To encourage sparsity, assume each latent variable follows a Laplace distribution:
\[ p_{\text{model}}(h_i) = \frac{\lambda}{2} e^{-\lambda |h_i|} \]
Taking the negative log-likelihood:
\[ \log p_{\text{model}}(h) = \sum_i \left( \lambda |h_i| - \log \frac{\lambda}{2} \right) = \Omega(h) + \text{const} \]
Thus, an L1 sparsity penalty naturally arises as the negative log-probability of a Laplace-distributed latent variable. This shows that sparsity corresponds to a meaningful statistical assumption, not an arbitrary constraint.
Important caveat: Although this resembles a log-prior, it’s not a true Bayesian prior because it depends on the data through \(h(x)\).
Denoising Autoencoders (DAE)
Denoising autoencoders learn to remove corruption rather than simply copying the input.
Training procedure:
- Sample a clean input x from the data
- Sample a corrupted version \(\tilde{x}\) from corruption distribution \(C(\tilde{x} \mid x)\)
- Train to minimize \(L(x, g(f(\tilde{x})))\)
Corruption process: Typically Gaussian noise
\[ C(\tilde{x}|x) = \mathcal{N}(\mu=x, \Sigma=\sigma^2 I) \]
Learning objective: Estimate the reconstruction distribution
\[ p_{\text{reconstruct}}(x|\tilde{x}) = p_{\text{decoder}}(x|h) \]
where h is given by the encoder \(f(\tilde{x})\) applied to the corrupted input.

Geometric interpretation:
The denoising autoencoder learns the local structure of the data distribution rather than explicitly modeling the density. When corruption noise is small and Gaussian, the optimal reconstruction function has a precise probabilistic meaning:
The residual vector \(g(f(x)) - x\) estimates a vector field proportional to the score of the data distribution:
\[ g(f(x)) - x \propto \nabla_x \log p_{\text{data}}(x) \]
This means the autoencoder learns to point toward regions of higher density, implicitly capturing the manifold structure.
Penalizing Derivatives (Contractive Penalty)
Another regularization strategy penalizes the sensitivity of the representation to input perturbations:
\[ \Omega(h,x) = \lambda \sum_i \|\nabla_x h_i\|^2 \]
This forces the encoder to learn representations that are insensitive to small changes in the input—a property useful for robustness and generalization.
Architecture: Depth and Width
While a single-layer encoder may be expressive enough (universal approximation theorem), deep autoencoders offer significant advantages:
- More compact representations: Hierarchical feature learning
- Structured encodings: Compositions of simpler features
- Better optimization: When combined with regularization (sparsity, contractive penalties)

DIRECTION:
Can you return the autoencoder excerpt word for word, beginning at the words "Another regularization strategy" and stopping after "(sparsity, contractive penalties)"?

PROVIDED DATA:
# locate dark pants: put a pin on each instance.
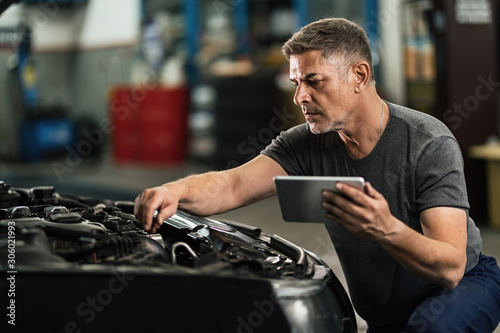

IN RESPONSE:
Another regularization strategy penalizes the sensitivity of the representation to input perturbations:
\[ \Omega(h,x) = \lambda \sum_i \|\nabla_x h_i\|^2 \]
This forces the encoder to learn representations that are insensitive to small changes in the input—a property useful for robustness and generalization.
Architecture: Depth and Width
While a single-layer encoder may be expressive enough (universal approximation theorem), deep autoencoders offer significant advantages:
- More compact representations: Hierarchical feature learning
- Structured encodings: Compositions of simpler features
- Better optimization: When combined with regularization (sparsity, contractive penalties)